Goal: Rewrite all of the items below, changing every "traffic tally" to "road survey" and leaving everything else the same.

Stored records:
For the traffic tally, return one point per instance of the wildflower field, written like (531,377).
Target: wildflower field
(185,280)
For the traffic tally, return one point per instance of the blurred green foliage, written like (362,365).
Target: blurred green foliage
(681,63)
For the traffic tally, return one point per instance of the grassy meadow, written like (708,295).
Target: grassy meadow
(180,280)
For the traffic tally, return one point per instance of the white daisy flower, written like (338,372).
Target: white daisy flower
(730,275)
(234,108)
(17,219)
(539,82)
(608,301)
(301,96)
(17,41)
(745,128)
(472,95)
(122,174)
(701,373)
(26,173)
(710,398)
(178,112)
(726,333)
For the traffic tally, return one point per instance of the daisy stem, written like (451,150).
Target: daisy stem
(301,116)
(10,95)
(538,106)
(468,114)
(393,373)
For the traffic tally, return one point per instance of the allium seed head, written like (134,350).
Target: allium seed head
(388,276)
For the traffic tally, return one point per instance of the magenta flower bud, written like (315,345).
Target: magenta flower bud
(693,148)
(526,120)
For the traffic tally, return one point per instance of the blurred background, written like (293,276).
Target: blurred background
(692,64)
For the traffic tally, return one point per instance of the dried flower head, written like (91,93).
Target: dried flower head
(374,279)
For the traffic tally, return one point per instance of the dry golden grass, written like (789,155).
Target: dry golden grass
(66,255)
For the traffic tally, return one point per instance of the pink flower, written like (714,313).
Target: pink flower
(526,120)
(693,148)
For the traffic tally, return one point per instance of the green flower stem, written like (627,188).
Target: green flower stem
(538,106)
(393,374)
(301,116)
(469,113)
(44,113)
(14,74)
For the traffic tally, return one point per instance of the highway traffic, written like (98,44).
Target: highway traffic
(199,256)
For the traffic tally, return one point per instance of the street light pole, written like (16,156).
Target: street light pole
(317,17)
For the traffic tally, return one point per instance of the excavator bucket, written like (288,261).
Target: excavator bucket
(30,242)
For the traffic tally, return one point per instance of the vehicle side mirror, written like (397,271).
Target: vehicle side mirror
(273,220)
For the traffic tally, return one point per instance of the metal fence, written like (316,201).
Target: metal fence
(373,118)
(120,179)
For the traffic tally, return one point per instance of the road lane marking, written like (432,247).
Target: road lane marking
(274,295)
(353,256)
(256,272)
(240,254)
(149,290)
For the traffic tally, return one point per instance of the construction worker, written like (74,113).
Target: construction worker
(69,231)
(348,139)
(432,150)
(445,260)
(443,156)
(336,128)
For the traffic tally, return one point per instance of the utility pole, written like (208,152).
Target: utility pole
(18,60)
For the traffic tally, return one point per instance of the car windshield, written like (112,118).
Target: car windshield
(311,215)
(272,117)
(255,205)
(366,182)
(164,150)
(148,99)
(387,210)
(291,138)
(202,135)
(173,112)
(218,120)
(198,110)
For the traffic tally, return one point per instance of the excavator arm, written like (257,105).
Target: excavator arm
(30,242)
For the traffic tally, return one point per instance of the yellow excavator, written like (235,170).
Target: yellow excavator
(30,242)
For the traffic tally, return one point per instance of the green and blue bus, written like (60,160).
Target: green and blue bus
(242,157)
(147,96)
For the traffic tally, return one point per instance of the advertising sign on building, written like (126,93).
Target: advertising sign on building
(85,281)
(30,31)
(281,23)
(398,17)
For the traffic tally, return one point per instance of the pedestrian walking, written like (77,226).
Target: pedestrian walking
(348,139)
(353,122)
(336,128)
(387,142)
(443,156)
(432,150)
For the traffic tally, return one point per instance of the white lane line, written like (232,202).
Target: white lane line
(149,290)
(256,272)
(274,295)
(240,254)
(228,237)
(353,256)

Answer to the problem:
For the road survey, return one point per instance of the wildflower field, written like (531,377).
Target: wildflower field
(185,280)
For the road survey, return one point per instance of the blurred green foliage, written like (362,365).
Target: blurred green foliage
(681,63)
For the road survey, return one point per instance of the grassy meadow, written like (708,295).
Target: grassy meadow
(180,280)
For the road survey, return one point per instance of the white daisy flower, written like (338,372).
Target: white daisy flower
(730,275)
(234,108)
(17,219)
(539,82)
(608,301)
(301,96)
(17,41)
(745,128)
(472,95)
(122,174)
(701,373)
(26,173)
(710,398)
(178,112)
(726,333)
For the road survey, return one point per instance of the daisy stem, written like (451,150).
Target: daisy stem
(301,116)
(10,95)
(538,106)
(468,114)
(393,373)
For the road survey, return one point per instance of the allium seed head, written like (134,350).
Target: allium seed head
(388,276)
For the road survey, return one point per instance of the magenta flower bud, written like (315,345).
Target: magenta flower bud
(693,148)
(526,120)
For the road survey, return one point per instance of the blurred background, written like (293,276).
Target: blurred background
(692,64)
For the road survey, return one point per instance of the dried flower head, written like (91,93).
Target: dried flower head
(374,279)
For the road survey, return one point per instance of the dry golden grass, written like (789,155).
Target: dry golden grass
(66,255)
For the road survey, return one point per instance of the pink flower, written like (714,313).
Target: pink flower
(526,120)
(693,148)
For the road survey, return one point per instance of the green flower stem, written like (627,188).
Target: green flower stem
(538,106)
(393,374)
(301,116)
(469,113)
(44,113)
(14,74)
For the road survey, return one point per instance of the highway traffic, written like (98,44).
Target: highway traffic
(199,256)
For the road survey, return one point per instance of the street light pole, written like (16,156).
Target: street light pole
(317,17)
For the road survey, return one point per instance of the excavator bucket, written like (288,261).
Target: excavator bucket
(30,242)
For the road survey, return one point per instance of the vehicle side mirror, written like (397,271).
Target: vehicle side mirror
(273,220)
For the road survey, return one point per instance of the metal fence, written like (316,201).
Target: metal fence
(373,118)
(120,179)
For the road survey, return one point per instance of the road lane marking, written like (432,247).
Target: road lane marking
(274,295)
(353,256)
(256,272)
(240,254)
(149,290)
For the road survey, return one point per instance of the construction worker, written like (74,113).
Target: construction worker
(69,231)
(348,139)
(432,150)
(445,260)
(443,156)
(336,128)
For the road survey, return one point per instance of the utility pole, written like (208,152).
Target: utility pole
(18,60)
For the road survey, return one point per instance of the car windshield, written like (112,118).
Target: car windshield
(311,215)
(272,117)
(255,205)
(366,182)
(164,150)
(148,99)
(387,210)
(291,138)
(202,135)
(173,112)
(218,120)
(198,110)
For the road survey, return one point per instance of the excavator arm, written like (257,105).
Target: excavator arm
(30,242)
For the road survey, return one point per instance of the yellow excavator, written like (235,170).
Target: yellow excavator
(30,242)
For the road survey, return one point per instance of the green and blue bus, written like (60,160).
Target: green and blue bus
(242,157)
(147,96)
For the road survey, return one point per instance of the advertising sign on building, written like (126,93).
Target: advertising sign on building
(85,281)
(30,31)
(281,23)
(398,17)
For the road survey, return one point per instance of the pedestrian walking, written like (77,226).
Target: pedestrian walking
(348,139)
(353,122)
(336,128)
(387,142)
(443,156)
(432,150)
For the road survey, return one point per instance of the white lane line, written like (232,202).
Target: white lane line
(149,290)
(256,272)
(274,295)
(240,254)
(228,237)
(353,256)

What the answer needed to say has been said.